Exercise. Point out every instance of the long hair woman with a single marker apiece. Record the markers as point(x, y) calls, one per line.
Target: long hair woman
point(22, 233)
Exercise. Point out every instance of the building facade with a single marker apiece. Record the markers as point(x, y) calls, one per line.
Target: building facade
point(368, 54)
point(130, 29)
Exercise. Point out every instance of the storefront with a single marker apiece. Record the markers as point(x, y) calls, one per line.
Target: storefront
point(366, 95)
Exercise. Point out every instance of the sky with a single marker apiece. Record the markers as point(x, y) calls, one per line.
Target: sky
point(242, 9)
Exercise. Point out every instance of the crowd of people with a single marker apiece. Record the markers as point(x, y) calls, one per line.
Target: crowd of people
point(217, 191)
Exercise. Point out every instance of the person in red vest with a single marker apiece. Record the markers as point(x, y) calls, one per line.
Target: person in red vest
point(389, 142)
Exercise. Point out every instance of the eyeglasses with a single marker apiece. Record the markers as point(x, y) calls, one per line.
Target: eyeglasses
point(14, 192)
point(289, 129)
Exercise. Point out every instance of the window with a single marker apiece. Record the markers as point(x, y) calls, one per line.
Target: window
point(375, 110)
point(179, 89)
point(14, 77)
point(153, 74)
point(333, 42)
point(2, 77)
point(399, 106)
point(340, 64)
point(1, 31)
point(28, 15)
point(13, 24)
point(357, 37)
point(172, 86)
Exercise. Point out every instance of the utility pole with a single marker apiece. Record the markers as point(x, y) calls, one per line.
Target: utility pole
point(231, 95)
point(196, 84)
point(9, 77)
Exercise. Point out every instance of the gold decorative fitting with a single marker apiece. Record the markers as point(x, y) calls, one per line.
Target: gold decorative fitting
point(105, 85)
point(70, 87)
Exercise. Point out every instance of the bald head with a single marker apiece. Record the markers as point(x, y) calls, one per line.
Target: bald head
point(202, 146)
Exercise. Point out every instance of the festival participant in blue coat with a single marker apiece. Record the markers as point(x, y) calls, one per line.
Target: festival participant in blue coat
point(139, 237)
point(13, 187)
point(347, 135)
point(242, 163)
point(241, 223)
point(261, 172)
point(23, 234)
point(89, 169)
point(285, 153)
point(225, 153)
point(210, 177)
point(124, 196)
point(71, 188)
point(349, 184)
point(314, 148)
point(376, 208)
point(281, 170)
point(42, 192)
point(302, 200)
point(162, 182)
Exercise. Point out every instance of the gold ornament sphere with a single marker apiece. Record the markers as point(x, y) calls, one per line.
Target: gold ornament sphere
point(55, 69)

________________________

Instructions for the task: Every line of the material needs to be returned exactly.

Result of the task:
Exercise. Point out every instance of the long hair woman with a single marker apiece. Record the markers as point(x, y) calls, one per line.
Target: long hair woman
point(22, 233)
Exercise. Point out every instance of the building facade with a single marker apiece. Record the markers as point(x, y) calls, one per line.
Target: building facade
point(368, 54)
point(130, 29)
Exercise. Point out every instance of the storefront with a single marker apiece. Record the markers as point(x, y) calls, one per line.
Target: storefront
point(366, 95)
Exercise. Point out every instance of the sky with a single marker apiece. Record the markers as point(x, y) calls, one per line.
Target: sky
point(242, 9)
Exercise. Point out every instance of the crowd of people with a single marker apiece. Record the markers as point(x, y) calls, one per line.
Target: crowd of people
point(217, 191)
Exercise. Point out every instance of the person in red vest with a single marker apiece. Record the markers as point(x, y) calls, one per line.
Target: person in red vest
point(389, 142)
Exercise. Point out every instance of the eyeglasses with a single marker apiece. Record the markers as point(x, y) calls, one per line.
Target: eyeglasses
point(14, 192)
point(289, 129)
Exercise. Point out every instance of the window with a single marker apiece. Record the markers as point(x, y) calls, one per line.
Target: window
point(375, 110)
point(179, 89)
point(14, 77)
point(153, 74)
point(333, 42)
point(2, 77)
point(399, 106)
point(340, 64)
point(1, 31)
point(28, 15)
point(13, 24)
point(357, 37)
point(172, 86)
Exercise. Point out every instance of the utility pole with a single marker apiece. Record the markers as point(x, y) calls, one per line.
Target: utility pole
point(231, 95)
point(196, 84)
point(9, 77)
Exercise. Point out every instance of the gold decorative fitting with a single marker apiece. Record the markers as point(x, y) calls, one per line.
Target: gold decorative fitting
point(105, 85)
point(70, 87)
Exercise. Point out every instance of the bald head with a single marker apiece. Record the markers as point(x, y) calls, one per line.
Target: bald head
point(202, 146)
Exercise. Point out every instance of the festival participant in blue coat with a single marker apiece. Record the markers as point(x, y) calls, one per line.
Target: festival participant in blue coat
point(139, 237)
point(13, 187)
point(347, 135)
point(242, 163)
point(241, 223)
point(261, 172)
point(23, 234)
point(89, 169)
point(285, 153)
point(225, 153)
point(210, 177)
point(124, 196)
point(71, 188)
point(349, 184)
point(314, 148)
point(376, 208)
point(281, 170)
point(42, 192)
point(302, 200)
point(162, 182)
Exercise. Point out every instance of the gold ornament sphere with a single marker apiece. Record the markers as point(x, y) calls, one per line.
Target: gold ornament sphere
point(55, 69)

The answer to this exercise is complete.